CHALLENGE 1 ->
Reproduce the entries below word for word, taking only the stretch from the line containing "the car windshield" through the end of the entries.

SOURCE PASSAGE ->
What Alumni Writers Read

What Alumni Writers Read

Wondering what book to curl up with this summer? We asked notable writers, all U-M alumni who were recognized as students with Hopwood Awards, what they have enjoyed reading lately—and why. Now you’ll know what to take as you pack for that long summer vacation or choose a book for that lazy afternoon in the hammock.

MARGE PIERCY, ’57, is a poet and novelist whose long list of books includes Gone to Soldiers, Braided Lives, The Longings of Women, and Woman on the Edge of Time.

Summer Picks

Lives in Ruins: Archaeologists and the Seductive Lure of Human Rubble by Marilyn Johnson: “It was surprising to me how little money there is in archeology and how much those in that field sacrifice for knowledge.”

Collected Poems by Adrienne Rich: “Her long middle years [are] rich in great poems.”

American Happiness by Jacqueline Trimble: “Once I had finished the first poem about her father, I could not stop reading. These poems are strong, passionate, and well crafted.”

The Ocean at the End of the Lane and American Gods by Neil Gaiman: “I find his writing excellent and his concepts original.”

EDMUND WHITE, ’62, is the author of more than 20 books, including novels, memoirs, and essay collections. He also has written biographies of Jean Genet, Marcel Proust, and Arthur Rimbaud, and an autobiographical trilogy of novels that explore the gay experience.

Summer Picks

The Shadow in the Garden: A Biographer’s Tale by James Atlas: “The author’s own adventures in writing biographies and a good history of the genre.”

The Heart’s Invisible Furies by John Boyne: “An orphan’s-eye view of Dublin in the 1950s.”

MARY GAITSKILL, ’81, has published three novels—Bad Behavior; Veronica; and Two Girls, Fat and Thin—as well as a number of essays and short stories that have appeared in The New Yorker, Esquire, Harper’s, major anthologies, and her own collections. She teaches creative writing at Temple University.

Summer Picks

Dear Friend, from My Life I Write to You in Your Life by Yiyun Li: “Li is a writer of fiction. And before this book I read her extraordinary novella, Kindness, a slow-burn psychological drama about the loneliness and secret beauty of an emotionally deprived young girl with almost super-human integrity, as well as a profound capacity for love suspected by no one around her. Dear Friend is a combination of memoir and literary communion. Some of the best parts of the book are about Li’s close psychic relationships with the books that have nurtured her (by Thomas Hardy, Philip Larkin, and Katherine Mansfield, to name a few), as well as her real-life relationships with actual writers who inspired her (most notably, William Trevor). I don’t agree with everything she says, but her point of view is so piercingly intelligent and emotionally deep that it doesn’t matter. She’s especially fascinating on her choice not to write in Chinese even though she is from mainland China.”

CHALLENGE 2 ->
According to the article on alumni writers' summer reading, where does Mary Gaitskill teach creative writing?

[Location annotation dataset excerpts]
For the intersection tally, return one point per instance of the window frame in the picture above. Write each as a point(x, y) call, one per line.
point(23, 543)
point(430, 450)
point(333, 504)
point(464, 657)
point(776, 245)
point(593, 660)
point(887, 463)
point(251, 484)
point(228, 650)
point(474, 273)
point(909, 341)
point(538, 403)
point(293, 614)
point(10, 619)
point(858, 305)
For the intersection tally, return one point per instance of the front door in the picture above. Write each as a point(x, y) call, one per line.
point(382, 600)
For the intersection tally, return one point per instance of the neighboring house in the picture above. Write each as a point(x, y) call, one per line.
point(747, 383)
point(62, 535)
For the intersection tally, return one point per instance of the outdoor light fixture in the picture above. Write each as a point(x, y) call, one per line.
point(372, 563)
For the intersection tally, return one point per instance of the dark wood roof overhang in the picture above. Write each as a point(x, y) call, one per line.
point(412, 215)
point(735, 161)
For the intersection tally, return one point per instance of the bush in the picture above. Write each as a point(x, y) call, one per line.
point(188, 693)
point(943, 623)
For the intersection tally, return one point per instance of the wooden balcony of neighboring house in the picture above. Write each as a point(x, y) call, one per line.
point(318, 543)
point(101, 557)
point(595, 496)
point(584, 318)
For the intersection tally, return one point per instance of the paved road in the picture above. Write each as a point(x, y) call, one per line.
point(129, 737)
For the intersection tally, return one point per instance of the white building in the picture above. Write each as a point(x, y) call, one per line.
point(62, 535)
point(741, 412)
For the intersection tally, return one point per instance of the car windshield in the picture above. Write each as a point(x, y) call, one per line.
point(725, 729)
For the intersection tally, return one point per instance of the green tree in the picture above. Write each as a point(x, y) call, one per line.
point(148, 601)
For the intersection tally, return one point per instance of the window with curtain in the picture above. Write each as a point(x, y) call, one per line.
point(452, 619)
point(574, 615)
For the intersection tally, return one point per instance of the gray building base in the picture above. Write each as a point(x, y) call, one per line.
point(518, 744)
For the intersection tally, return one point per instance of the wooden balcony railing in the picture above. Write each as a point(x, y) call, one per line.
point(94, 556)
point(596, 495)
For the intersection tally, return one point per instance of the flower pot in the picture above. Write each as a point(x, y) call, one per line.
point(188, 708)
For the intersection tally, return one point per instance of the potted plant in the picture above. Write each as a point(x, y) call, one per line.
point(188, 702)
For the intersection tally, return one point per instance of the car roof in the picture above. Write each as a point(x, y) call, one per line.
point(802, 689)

COMPLETE ANSWER 1 ->
For the intersection tally, return one point per instance of the car windshield in the picture above. Write each as a point(x, y) call, one per line.
point(725, 729)
For the intersection tally, return one point per instance of the green tree in the picture above. Write each as a point(x, y) call, one per line.
point(148, 601)
For the intersection tally, return one point per instance of the window with curtain in the picture above. Write each as a point(x, y) call, one per line.
point(452, 619)
point(574, 615)
For the intersection tally, return one point per instance of the gray building base in the picture above. Write each as a point(x, y) call, one per line.
point(518, 744)
For the intersection tally, return one point per instance of the wooden balcony railing in the picture above. Write each as a point(x, y) call, one per line.
point(94, 556)
point(596, 495)
For the intersection tally, return one point per instance of the flower pot in the picture above. Write each as a point(x, y) call, one per line.
point(188, 708)
For the intersection tally, return one point per instance of the potted plant in the picture above. Write each as a point(x, y) call, one per line.
point(188, 702)
For the intersection tally, return one point per instance of the car roof in the picture above. Write each as a point(x, y) call, one per line.
point(802, 689)

COMPLETE ANSWER 2 ->
At Temple University.